Search the listing below for the word "gift" and return each line that contains it.
Top of RECORDS FOR THE TASK
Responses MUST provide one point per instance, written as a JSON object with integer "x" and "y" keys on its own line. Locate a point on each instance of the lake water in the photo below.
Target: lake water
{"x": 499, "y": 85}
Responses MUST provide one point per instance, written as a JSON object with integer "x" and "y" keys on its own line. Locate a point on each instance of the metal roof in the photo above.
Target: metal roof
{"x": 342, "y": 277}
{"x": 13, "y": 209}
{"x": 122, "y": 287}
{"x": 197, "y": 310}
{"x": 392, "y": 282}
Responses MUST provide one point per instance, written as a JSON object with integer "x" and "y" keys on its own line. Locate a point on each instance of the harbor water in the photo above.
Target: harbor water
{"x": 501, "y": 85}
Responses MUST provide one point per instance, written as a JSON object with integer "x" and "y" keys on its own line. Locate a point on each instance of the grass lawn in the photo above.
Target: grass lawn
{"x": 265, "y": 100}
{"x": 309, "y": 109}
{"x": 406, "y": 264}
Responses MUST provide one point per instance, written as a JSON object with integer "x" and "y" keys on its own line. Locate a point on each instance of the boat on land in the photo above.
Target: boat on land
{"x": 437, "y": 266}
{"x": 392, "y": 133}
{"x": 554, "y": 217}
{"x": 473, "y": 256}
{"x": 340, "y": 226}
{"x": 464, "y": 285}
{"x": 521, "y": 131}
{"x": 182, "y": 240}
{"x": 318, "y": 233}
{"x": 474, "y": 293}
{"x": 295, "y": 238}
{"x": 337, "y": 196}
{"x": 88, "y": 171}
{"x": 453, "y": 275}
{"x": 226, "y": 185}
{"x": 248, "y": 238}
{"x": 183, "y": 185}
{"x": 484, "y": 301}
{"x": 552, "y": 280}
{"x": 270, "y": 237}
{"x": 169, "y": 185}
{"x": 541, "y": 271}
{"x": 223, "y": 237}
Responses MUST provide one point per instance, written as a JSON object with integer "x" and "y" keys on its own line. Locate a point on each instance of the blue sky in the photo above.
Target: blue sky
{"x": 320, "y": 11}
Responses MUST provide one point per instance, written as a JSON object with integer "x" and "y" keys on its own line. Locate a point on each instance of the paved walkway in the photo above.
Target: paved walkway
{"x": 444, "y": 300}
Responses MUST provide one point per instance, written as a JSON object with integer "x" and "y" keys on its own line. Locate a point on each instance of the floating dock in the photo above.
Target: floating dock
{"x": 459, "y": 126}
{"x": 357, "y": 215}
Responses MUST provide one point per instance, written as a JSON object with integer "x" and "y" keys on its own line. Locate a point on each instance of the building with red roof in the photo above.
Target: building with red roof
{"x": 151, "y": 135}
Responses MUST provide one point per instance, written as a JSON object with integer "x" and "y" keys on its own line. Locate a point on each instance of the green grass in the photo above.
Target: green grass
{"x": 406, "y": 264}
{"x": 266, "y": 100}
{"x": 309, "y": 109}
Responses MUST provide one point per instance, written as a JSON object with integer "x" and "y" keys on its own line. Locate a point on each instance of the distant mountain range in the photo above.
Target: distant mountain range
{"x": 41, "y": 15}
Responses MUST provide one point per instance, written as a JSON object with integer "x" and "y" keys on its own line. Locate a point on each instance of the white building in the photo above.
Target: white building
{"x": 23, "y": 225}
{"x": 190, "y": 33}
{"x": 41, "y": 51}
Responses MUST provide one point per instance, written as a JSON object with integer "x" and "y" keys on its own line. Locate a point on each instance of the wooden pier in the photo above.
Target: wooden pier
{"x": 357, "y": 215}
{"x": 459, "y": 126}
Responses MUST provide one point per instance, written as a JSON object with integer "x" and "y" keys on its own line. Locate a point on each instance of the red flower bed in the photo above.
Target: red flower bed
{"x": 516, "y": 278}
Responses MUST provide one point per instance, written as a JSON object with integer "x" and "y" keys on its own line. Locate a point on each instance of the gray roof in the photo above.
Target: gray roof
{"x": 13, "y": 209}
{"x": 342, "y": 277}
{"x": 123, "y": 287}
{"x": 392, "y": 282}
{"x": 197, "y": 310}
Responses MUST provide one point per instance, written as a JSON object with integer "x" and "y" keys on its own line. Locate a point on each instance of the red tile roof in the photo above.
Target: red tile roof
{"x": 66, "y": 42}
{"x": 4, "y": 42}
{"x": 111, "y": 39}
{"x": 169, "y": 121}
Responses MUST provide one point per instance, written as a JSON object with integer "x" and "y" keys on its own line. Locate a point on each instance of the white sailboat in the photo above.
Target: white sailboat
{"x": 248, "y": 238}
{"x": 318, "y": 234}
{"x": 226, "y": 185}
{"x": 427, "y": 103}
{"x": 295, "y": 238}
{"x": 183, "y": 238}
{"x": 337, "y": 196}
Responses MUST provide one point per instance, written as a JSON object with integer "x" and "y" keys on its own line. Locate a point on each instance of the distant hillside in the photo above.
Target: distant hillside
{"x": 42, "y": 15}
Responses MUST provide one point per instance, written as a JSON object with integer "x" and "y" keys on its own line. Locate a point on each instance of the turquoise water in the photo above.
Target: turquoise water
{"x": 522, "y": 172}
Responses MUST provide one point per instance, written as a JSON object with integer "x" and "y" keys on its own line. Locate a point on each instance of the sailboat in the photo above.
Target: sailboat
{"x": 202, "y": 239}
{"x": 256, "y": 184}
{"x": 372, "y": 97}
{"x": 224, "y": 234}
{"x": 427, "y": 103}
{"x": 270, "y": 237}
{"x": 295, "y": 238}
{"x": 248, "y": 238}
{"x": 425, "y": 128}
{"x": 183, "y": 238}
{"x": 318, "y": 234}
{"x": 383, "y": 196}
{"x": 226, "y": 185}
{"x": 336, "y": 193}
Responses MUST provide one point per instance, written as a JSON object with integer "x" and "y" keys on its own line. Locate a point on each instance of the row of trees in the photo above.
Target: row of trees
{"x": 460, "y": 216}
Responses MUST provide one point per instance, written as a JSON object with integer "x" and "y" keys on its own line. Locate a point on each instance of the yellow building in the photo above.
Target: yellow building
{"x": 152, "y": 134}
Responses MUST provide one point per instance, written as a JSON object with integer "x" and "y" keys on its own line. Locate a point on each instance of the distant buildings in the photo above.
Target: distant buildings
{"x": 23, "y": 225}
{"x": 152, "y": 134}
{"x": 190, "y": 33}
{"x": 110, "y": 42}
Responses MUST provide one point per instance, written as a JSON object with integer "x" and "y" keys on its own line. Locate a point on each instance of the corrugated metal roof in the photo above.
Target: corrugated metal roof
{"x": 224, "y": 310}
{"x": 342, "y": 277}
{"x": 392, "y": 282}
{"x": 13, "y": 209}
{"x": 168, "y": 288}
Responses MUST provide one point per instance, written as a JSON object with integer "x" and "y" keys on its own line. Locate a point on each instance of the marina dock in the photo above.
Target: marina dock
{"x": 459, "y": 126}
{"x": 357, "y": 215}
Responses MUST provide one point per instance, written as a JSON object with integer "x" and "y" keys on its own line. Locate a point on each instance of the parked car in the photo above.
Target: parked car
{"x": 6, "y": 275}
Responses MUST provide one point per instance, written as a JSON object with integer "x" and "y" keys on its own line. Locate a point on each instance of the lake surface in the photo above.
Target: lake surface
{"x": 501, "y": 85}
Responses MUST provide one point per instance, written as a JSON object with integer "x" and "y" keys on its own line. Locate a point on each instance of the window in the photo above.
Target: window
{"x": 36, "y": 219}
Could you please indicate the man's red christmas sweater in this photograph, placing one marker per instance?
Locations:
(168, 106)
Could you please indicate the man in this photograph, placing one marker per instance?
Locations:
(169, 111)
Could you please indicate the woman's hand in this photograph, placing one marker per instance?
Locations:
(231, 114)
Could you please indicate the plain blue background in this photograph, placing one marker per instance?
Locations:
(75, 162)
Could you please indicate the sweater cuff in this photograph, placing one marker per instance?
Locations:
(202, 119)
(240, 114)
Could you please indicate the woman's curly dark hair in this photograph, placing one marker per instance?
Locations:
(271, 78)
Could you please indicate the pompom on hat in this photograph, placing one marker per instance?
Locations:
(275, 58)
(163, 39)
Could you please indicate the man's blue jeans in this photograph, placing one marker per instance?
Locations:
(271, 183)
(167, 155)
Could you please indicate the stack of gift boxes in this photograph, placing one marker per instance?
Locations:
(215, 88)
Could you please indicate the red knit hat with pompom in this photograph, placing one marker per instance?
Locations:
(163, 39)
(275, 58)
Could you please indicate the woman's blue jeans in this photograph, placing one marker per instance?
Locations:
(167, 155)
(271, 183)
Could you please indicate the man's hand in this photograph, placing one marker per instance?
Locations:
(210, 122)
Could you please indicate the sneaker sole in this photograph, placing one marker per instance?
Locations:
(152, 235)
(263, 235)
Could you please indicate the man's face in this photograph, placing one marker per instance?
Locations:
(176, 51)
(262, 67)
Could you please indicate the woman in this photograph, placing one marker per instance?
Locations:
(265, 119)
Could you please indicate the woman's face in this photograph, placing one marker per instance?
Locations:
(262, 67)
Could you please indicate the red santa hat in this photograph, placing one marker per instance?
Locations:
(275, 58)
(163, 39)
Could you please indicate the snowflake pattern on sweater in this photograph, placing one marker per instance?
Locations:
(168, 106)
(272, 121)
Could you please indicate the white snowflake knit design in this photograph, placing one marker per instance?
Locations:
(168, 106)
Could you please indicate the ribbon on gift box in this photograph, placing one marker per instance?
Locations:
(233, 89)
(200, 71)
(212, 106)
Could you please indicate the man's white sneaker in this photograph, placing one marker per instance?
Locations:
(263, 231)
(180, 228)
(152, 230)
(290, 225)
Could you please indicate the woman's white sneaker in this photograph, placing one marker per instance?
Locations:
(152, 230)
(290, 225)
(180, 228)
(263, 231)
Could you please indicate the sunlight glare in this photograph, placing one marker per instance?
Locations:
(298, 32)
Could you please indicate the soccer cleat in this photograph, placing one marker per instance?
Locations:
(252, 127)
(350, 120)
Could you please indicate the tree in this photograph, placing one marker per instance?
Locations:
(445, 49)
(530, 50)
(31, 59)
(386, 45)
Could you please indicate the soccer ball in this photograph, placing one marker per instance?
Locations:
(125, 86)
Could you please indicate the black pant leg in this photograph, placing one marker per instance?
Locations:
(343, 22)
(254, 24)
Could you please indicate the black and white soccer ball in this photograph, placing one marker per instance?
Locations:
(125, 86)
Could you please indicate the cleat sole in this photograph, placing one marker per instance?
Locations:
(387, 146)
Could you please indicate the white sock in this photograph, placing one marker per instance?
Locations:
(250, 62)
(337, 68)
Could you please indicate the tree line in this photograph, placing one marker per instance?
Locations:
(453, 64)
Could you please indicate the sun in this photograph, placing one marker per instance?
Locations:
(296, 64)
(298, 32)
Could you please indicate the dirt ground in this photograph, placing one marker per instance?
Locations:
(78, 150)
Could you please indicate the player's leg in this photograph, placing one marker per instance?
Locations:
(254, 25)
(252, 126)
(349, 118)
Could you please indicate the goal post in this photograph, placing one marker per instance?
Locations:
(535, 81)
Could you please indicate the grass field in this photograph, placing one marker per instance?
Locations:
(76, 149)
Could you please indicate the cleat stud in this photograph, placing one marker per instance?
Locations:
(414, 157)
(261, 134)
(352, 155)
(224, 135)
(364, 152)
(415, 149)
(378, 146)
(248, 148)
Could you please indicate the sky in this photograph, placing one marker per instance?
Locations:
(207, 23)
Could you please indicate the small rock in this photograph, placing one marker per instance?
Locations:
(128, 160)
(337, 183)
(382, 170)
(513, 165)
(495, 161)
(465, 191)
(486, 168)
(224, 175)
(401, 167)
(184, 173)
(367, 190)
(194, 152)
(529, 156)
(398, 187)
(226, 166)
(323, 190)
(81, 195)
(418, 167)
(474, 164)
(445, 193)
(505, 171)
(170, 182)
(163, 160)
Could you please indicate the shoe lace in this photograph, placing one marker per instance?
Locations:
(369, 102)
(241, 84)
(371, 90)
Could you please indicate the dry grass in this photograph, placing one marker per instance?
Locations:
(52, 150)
Bottom of RECORDS FOR THE TASK
WRITTEN ANSWER ::
Could you please indicate the stack of gift boxes in this photograph, placing one marker per instance?
Could you please indicate the ribbon on gift box in this photograph, placing one marker per instance?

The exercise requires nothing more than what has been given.